> _Excerpted text_
THE FRINGE.

One of things that strikes me about the scholarly approach to the Internet -- in particular when it comes to democratic theory concerns, but other things as well -- is the tendency to ignore casual, mass use in favor of focusing on uses that relate to political communication, mobilization or participation in some way but that tend to involve only a certain segment of the Internet population. This is nothing new, to be sure -- lots of early networked communication/virtual space scholarship centered on the construction on new identities unlinked to one's physical self -- changing genders most often, but changing anything else as well. This doesn't appear to be something that's really panned out now that the Internet actually exists and is well populated. Some people do it, sure, but they're few and what they do online doesn't tell us much about how people in general use the Internet.

My point is that given the huge changes in the technology and demography of the Internet over the past ten years or so, we actually don't understand very well how people use the Internet, and we don't spend much time trying to find out. Rather than studying casual, mainstream users -- if only to have some idea of what the baseline is -- we talk about blogging, or mash-ups, or homemade political ads on YouTube, or social tagging, or Second Life, etc. Among younger users these things are much more common uses than they are among older users, of course, though it's hardly a straight-up correlation, but they're not exactly widespread in any age group. (It should be noted that within the group that is using these things, we often ignore what the Second Life people call "griefers," or at least naively assume there is some rationale behind their behavior other than adolescent misanthropy.)

> _Excerpted data_
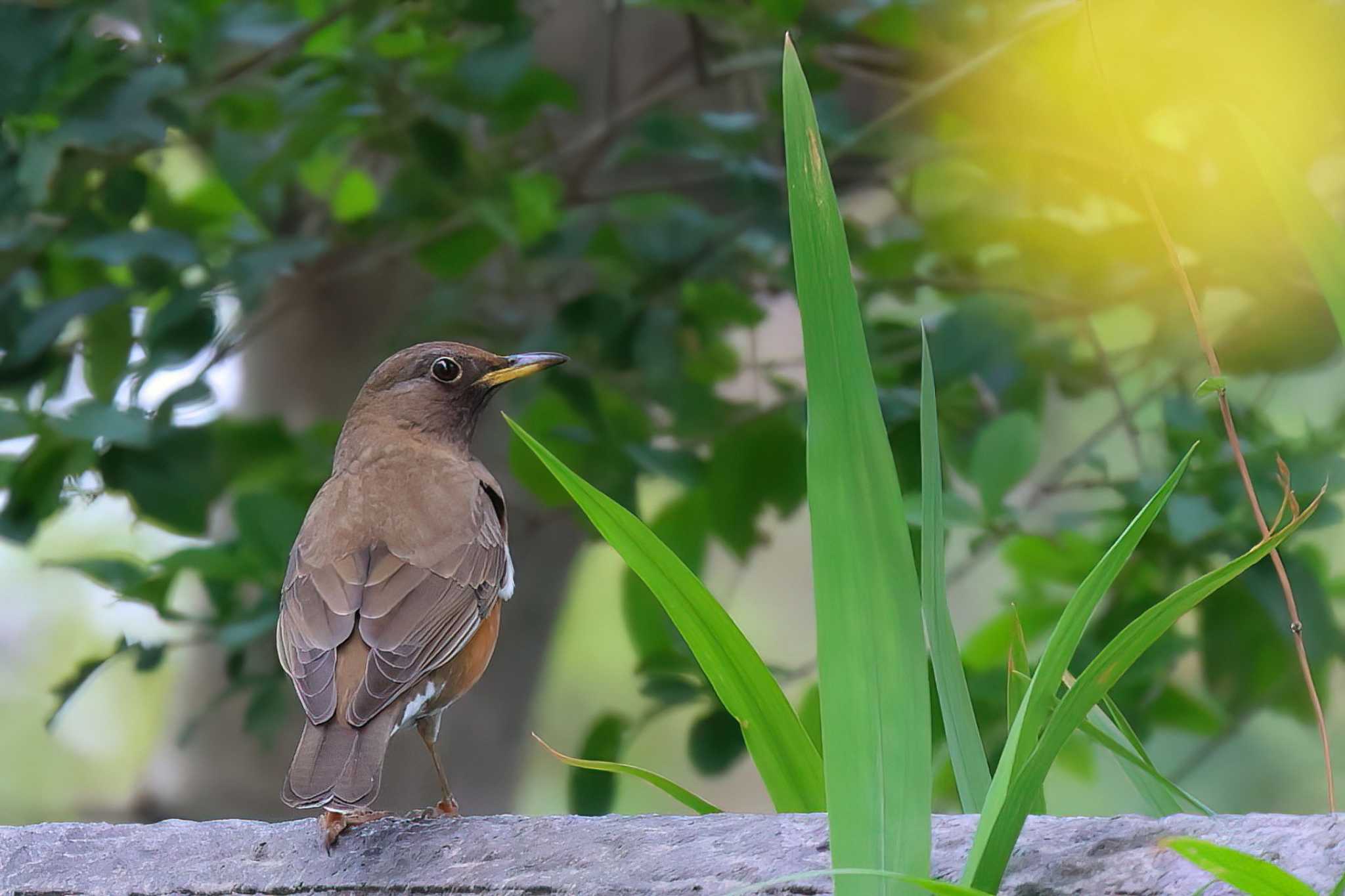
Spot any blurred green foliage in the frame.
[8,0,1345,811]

==

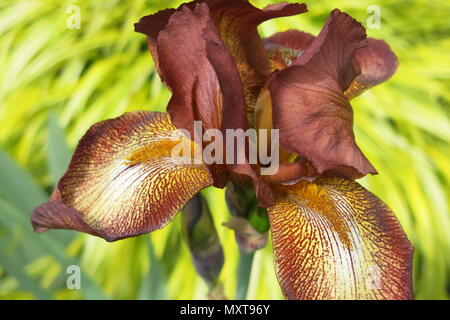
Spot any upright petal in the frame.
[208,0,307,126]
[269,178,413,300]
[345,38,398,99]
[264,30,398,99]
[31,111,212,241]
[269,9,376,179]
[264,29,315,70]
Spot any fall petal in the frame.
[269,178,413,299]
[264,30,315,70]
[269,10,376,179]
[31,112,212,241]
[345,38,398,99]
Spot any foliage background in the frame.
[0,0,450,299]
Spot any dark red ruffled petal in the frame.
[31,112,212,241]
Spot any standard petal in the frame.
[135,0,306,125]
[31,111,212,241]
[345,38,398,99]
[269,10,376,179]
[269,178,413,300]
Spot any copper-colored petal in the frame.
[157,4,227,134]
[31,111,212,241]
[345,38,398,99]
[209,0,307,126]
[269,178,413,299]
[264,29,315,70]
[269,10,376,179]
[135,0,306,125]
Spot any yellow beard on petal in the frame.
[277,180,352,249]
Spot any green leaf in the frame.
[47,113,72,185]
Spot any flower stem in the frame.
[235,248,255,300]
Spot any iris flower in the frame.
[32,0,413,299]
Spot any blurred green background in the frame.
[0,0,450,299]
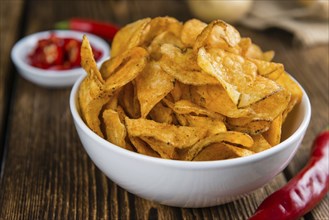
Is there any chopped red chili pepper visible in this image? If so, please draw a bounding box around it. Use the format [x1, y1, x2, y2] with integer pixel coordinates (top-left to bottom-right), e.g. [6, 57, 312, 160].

> _To do_
Reproduce the passage from the text above on scholarly approaches to the Internet, from "One of things" up to and including "use the Internet.".

> _Completed task_
One of things that strikes me about the scholarly approach to the Internet -- in particular when it comes to democratic theory concerns, but other things as well -- is the tendency to ignore casual, mass use in favor of focusing on uses that relate to political communication, mobilization or participation in some way but that tend to involve only a certain segment of the Internet population. This is nothing new, to be sure -- lots of early networked communication/virtual space scholarship centered on the construction on new identities unlinked to one's physical self -- changing genders most often, but changing anything else as well. This doesn't appear to be something that's really panned out now that the Internet actually exists and is well populated. Some people do it, sure, but they're few and what they do online doesn't tell us much about how people in general use the Internet.